TESTO FORNITO
"Cristo è il motivo ultimo per cui faccio
questo mestiere...Credo che ciò che Cristo rappresenta è qualcosa in cui
credere ed è qualcosa per la vita". (A.Ferrara)
Il cattivo tenente
di Abel Ferrara ha inizio in una calma mattinata di New York.
Il tenente accompagna i suoi due figli a scuola, tra loro non
vi è dialogo, la poca comunicazione che si crea nell'auto durante il tragitto è
brusca e rude, egli accetta a stento di
essere salutato con un bacio, ed una volta rimasto solo inizia a sniffare
cocaina.
Un uomo senza etica civile, privo di speranze, immerso nelle
droghe, nei soldi, nelle scommesse e nel sesso animale ed esibizionista, non fa
altro che vivere nell'attesa di nuovi rifornimenti di droghe.

RECORD DI DATI
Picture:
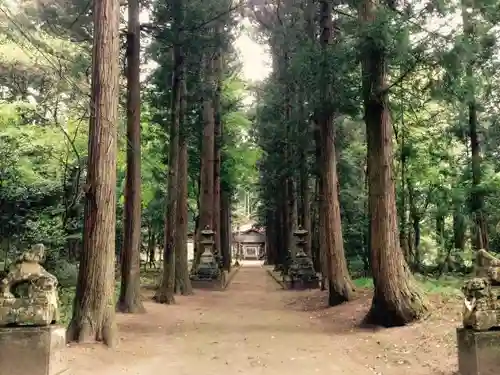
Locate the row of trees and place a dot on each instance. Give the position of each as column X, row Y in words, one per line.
column 421, row 205
column 169, row 152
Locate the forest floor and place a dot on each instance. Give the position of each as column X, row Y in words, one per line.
column 255, row 327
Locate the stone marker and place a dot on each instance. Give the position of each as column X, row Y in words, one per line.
column 479, row 339
column 301, row 273
column 208, row 273
column 30, row 341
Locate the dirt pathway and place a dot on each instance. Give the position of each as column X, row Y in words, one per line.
column 247, row 329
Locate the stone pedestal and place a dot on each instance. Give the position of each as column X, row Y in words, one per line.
column 478, row 352
column 29, row 350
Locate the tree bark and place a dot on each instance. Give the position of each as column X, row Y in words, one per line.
column 94, row 314
column 182, row 281
column 166, row 289
column 207, row 155
column 480, row 232
column 396, row 300
column 217, row 143
column 129, row 300
column 341, row 288
column 226, row 233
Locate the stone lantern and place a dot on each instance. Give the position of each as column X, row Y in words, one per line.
column 207, row 241
column 300, row 234
column 208, row 268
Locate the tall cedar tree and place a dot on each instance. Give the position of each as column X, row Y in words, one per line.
column 396, row 299
column 217, row 140
column 480, row 240
column 182, row 281
column 130, row 291
column 94, row 312
column 207, row 154
column 166, row 289
column 341, row 288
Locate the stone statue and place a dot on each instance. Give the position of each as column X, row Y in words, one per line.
column 481, row 304
column 28, row 294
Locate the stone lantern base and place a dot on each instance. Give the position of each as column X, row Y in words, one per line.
column 29, row 350
column 478, row 352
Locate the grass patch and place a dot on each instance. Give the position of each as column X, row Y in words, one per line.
column 363, row 282
column 446, row 285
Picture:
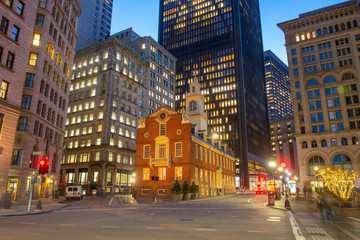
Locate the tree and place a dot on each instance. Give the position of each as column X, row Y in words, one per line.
column 338, row 181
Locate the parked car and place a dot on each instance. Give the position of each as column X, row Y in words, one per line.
column 73, row 192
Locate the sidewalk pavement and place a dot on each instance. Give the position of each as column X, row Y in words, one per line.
column 21, row 207
column 347, row 220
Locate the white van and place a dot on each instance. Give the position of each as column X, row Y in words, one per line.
column 73, row 192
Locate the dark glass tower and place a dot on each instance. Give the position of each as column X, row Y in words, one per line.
column 219, row 43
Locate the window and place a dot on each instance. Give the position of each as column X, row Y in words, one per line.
column 20, row 8
column 29, row 80
column 1, row 121
column 162, row 173
column 42, row 3
column 4, row 89
column 146, row 174
column 36, row 39
column 10, row 60
column 178, row 149
column 162, row 129
column 39, row 20
column 33, row 59
column 178, row 173
column 15, row 33
column 146, row 151
column 16, row 158
column 4, row 24
column 26, row 100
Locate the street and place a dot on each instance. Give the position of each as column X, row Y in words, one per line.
column 241, row 216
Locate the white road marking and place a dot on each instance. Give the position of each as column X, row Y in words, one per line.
column 356, row 219
column 206, row 229
column 296, row 229
column 111, row 226
column 154, row 228
column 67, row 225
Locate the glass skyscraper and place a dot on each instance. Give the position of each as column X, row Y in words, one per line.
column 219, row 44
column 94, row 22
column 278, row 87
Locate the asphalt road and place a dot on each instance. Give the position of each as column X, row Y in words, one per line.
column 229, row 217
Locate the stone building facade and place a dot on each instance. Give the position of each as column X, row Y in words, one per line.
column 173, row 146
column 108, row 95
column 161, row 84
column 323, row 53
column 16, row 32
column 44, row 97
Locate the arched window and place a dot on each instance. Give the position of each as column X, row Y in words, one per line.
column 312, row 82
column 355, row 23
column 329, row 79
column 192, row 105
column 342, row 161
column 315, row 163
column 348, row 76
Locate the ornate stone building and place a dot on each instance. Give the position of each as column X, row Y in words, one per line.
column 16, row 32
column 323, row 54
column 173, row 146
column 107, row 98
column 44, row 97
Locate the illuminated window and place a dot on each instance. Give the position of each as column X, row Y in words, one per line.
column 36, row 39
column 146, row 174
column 162, row 173
column 178, row 173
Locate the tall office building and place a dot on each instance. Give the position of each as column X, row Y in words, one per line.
column 323, row 54
column 161, row 84
column 44, row 97
column 107, row 98
column 94, row 22
column 277, row 87
column 16, row 17
column 219, row 44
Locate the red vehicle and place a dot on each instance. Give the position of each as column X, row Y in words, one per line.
column 260, row 187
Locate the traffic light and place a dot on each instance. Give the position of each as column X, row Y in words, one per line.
column 283, row 164
column 43, row 166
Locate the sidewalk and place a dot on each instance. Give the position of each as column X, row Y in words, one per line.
column 21, row 207
column 346, row 220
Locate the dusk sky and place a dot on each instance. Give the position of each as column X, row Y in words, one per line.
column 143, row 17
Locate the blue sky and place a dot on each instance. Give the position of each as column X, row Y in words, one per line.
column 143, row 17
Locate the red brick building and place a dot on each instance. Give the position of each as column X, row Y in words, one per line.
column 171, row 147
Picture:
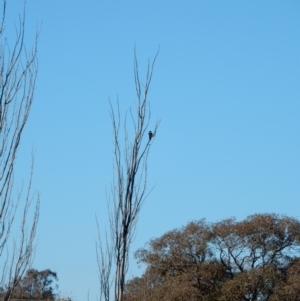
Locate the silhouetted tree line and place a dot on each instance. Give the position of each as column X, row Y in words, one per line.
column 35, row 285
column 251, row 260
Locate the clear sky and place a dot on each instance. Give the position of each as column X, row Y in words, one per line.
column 226, row 87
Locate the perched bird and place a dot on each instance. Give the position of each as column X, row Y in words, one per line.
column 150, row 135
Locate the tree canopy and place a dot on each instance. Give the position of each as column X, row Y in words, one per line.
column 36, row 285
column 254, row 259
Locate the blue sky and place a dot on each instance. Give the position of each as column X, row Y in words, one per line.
column 225, row 86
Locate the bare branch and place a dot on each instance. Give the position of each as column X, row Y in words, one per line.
column 129, row 187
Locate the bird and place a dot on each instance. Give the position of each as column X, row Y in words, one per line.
column 150, row 135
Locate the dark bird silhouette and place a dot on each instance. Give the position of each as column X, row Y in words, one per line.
column 150, row 135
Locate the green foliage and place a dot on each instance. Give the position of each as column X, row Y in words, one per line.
column 253, row 260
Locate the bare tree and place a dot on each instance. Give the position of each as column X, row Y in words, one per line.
column 129, row 187
column 18, row 71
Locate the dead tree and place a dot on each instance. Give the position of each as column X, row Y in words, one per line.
column 18, row 71
column 129, row 187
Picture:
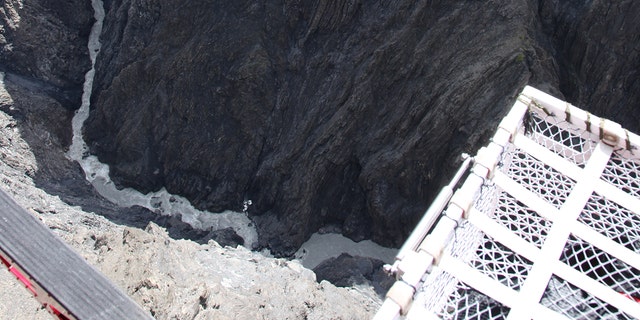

CONSEGNA 1
Indica se ciascuna affermazione concorda con il testo su Il cattivo tenente. Rispondi sì o no e cita tra virgolette le parole del testo che lo stabiliscono.
(a) Il tenente ha due figli.
(b) Il film comincia di sera a New York.
(c) Il tenente accetta volentieri il bacio di saluto.
CONSEGNA 2
Riproduci senza modifiche il passo del testo su Il cattivo tenente compreso tra "Il tenente accompagna" e "rifornimenti di droghe.", estremi inclusi.
CONSEGNA 3
Riprendi il testo su Il cattivo tenente e proseguilo dopo l'ultima frase.

RISULTATO FINALE 1
(a) Sì: "Il tenente accompagna i suoi due figli a scuola"
(b) No: "ha inizio in una calma mattinata di New York"
(c) No: "egli accetta a stento di essere salutato con un bacio"

RISULTATO FINALE 2
Il tenente accompagna i suoi due figli a scuola, tra loro non
vi è dialogo, la poca comunicazione che si crea nell'auto durante il tragitto è
brusca e rude, egli accetta a stento di
essere salutato con un bacio, ed una volta rimasto solo inizia a sniffare
cocaina.
Un uomo senza etica civile, privo di speranze, immerso nelle
droghe, nei soldi, nelle scommesse e nel sesso animale ed esibizionista, non fa
altro che vivere nell'attesa di nuovi rifornimenti di droghe.

RISULTATO FINALE 3
Le attività normali da professionista e padre di famiglia
sono per lui una coercizione inaccettabile.
Ma la possibilità di redenzione è dietro l'angolo, una suora
viene stuprata da due uomini, il tenente decide così di occuparsi del caso per
far giustizia, ma la religiosa non vuole rivelare i nomi degli aggressori.
Per amore di Dio ella decide di perdonarli, scatta allora
qualcosa all'interno del protagonista e la sua parabola discendente diviene
così un tentativo salvifico.
Un miraggio in chiesa lo porta a confrontarsi con Cristo, ed
è proprio in questo incontro che risiede il fulcro del film.
Il protagonista, con l'ego affievolito, diviene consapevole
dei propri limiti umani e prende coscienza delle sue debolezze e dei suoi
fallimenti.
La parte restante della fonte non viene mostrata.